**Document text**
════

If you're pursuing Social Security Disability Insurance in Indianapolis, you've probably wondered whether hiring a disability attorney is worth it — and what they actually do. The short answer is that disability attorneys specialize in navigating the SSA's process, and their role changes significantly depending on where you are in that process.
A disability attorney isn't just a paperwork helper. Their job is to build and present a case that meets the SSA's specific legal and medical standards.
At the core, the SSA uses a five-step sequential evaluation to decide whether someone qualifies for SSDI. That process looks at whether you're working above the Substantial Gainful Activity (SGA) threshold (which adjusts annually), the severity of your condition, whether your condition meets a listed impairment, your Residual Functional Capacity (RFC), and whether you can perform past or other work.
A disability attorney helps gather medical records, identify the right listing or RFC argument, and present evidence in the format SSA adjudicators and Administrative Law Judges (ALJs) expect.
Understanding the stages helps clarify when an attorney becomes especially valuable.
| Stage | Who Reviews It | Attorney's Role |
|---|---|---|
| Initial Application | Disability Determination Services (DDS) | Can help structure application, gather evidence |
| Reconsideration | DDS (second review) | Reviews denial reasoning, strengthens medical record |
| ALJ Hearing | Administrative Law Judge | Most critical stage — argues your case in person |
| Appeals Council | SSA Appeals Council | Reviews ALJ decision for legal error |
| Federal Court | U.S. District Court | Full legal representation |
Most SSDI cases that are won on appeal are won at the ALJ hearing level. That's where having someone who knows how to question a vocational expert, submit medical source statements, and argue your RFC can meaningfully change the outcome. In Indiana, ALJ hearings are typically held through the Indianapolis Hearing Office, which covers much of the state.
This is one of the most misunderstood parts. Disability attorneys in SSDI cases almost always work on contingency — meaning they only get paid if you win.
The SSA regulates this fee structure directly. An attorney can charge no more than 25% of your back pay, up to a cap (currently $7,200, though this cap has been adjusted over time and may change). The SSA pays the attorney directly from your back pay before sending you the remainder. You typically pay nothing out of pocket upfront.
Back pay refers to the benefits owed from your established onset date (or the date five months after it, due to the mandatory waiting period) through the date of approval. Cases that take longer to resolve often result in larger back pay amounts — which is partly why attorneys are willing to take cases at earlier stages even when initial denials are common.
No two SSDI cases are the same. Several factors determine how an attorney might approach your situation:
Some claimants in Indianapolis qualify for both SSDI and Supplemental Security Income (SSI) — known as concurrent benefits. SSI is a needs-based program with income and asset limits, while SSDI is based on your work record. The two programs have different payment rules, and being approved for one doesn't automatically mean you'll receive the other.

════

**Dataset excerpts**

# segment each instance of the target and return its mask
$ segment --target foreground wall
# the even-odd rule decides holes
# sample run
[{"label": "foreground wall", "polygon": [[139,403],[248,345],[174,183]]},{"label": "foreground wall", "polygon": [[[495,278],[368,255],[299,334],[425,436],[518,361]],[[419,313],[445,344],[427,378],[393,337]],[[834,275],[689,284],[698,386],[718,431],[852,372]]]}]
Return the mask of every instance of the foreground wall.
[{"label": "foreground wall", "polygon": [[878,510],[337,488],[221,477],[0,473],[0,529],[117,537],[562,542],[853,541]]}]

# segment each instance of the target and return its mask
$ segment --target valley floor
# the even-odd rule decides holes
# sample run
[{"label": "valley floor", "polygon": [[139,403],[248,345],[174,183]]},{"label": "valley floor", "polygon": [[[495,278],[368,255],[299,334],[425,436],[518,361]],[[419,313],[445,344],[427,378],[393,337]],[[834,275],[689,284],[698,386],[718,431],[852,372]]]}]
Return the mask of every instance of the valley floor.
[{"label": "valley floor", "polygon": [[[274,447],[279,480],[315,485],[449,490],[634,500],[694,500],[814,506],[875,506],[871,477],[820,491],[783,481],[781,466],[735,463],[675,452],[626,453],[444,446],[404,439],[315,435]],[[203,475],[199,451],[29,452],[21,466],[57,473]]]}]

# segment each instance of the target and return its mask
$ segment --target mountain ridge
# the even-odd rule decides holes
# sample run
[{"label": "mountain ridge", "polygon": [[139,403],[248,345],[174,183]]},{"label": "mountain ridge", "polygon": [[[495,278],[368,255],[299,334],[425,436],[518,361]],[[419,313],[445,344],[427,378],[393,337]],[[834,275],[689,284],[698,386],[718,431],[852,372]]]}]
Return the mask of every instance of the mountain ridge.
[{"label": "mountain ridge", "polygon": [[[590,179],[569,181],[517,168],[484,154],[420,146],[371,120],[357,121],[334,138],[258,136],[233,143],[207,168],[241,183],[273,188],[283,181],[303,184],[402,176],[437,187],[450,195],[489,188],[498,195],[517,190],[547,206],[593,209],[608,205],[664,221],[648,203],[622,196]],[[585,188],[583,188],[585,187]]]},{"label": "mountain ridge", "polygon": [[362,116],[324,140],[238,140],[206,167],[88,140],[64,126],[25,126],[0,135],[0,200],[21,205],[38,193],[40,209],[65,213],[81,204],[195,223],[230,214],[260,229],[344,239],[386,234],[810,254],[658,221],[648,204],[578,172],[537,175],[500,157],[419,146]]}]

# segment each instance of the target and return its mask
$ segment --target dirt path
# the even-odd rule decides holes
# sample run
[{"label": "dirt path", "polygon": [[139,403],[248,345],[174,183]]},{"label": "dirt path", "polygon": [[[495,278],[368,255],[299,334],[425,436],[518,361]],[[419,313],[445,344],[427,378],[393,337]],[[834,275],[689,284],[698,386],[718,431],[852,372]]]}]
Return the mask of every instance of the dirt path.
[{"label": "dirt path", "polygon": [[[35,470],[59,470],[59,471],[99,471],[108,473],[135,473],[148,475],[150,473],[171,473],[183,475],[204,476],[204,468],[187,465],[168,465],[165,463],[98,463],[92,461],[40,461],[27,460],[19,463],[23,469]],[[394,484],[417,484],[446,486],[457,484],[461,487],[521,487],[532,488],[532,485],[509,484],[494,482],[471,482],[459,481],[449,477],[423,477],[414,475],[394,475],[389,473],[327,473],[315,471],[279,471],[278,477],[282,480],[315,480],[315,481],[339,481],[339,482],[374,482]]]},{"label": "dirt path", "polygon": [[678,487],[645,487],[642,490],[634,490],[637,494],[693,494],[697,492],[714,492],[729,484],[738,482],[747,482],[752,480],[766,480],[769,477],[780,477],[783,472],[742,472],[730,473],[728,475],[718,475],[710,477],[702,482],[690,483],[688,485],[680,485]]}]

════

**Goal of the exercise**
Please write out the part of the text on SSDI attorneys from "No two SSDI" to "receive the other.", word for word. The entries come from a different source than the text on SSDI attorneys.

**Output**
No two SSDI cases are the same. Several factors determine how an attorney might approach your situation:
Some claimants in Indianapolis qualify for both SSDI and Supplemental Security Income (SSI) — known as concurrent benefits. SSI is a needs-based program with income and asset limits, while SSDI is based on your work record. The two programs have different payment rules, and being approved for one doesn't automatically mean you'll receive the other.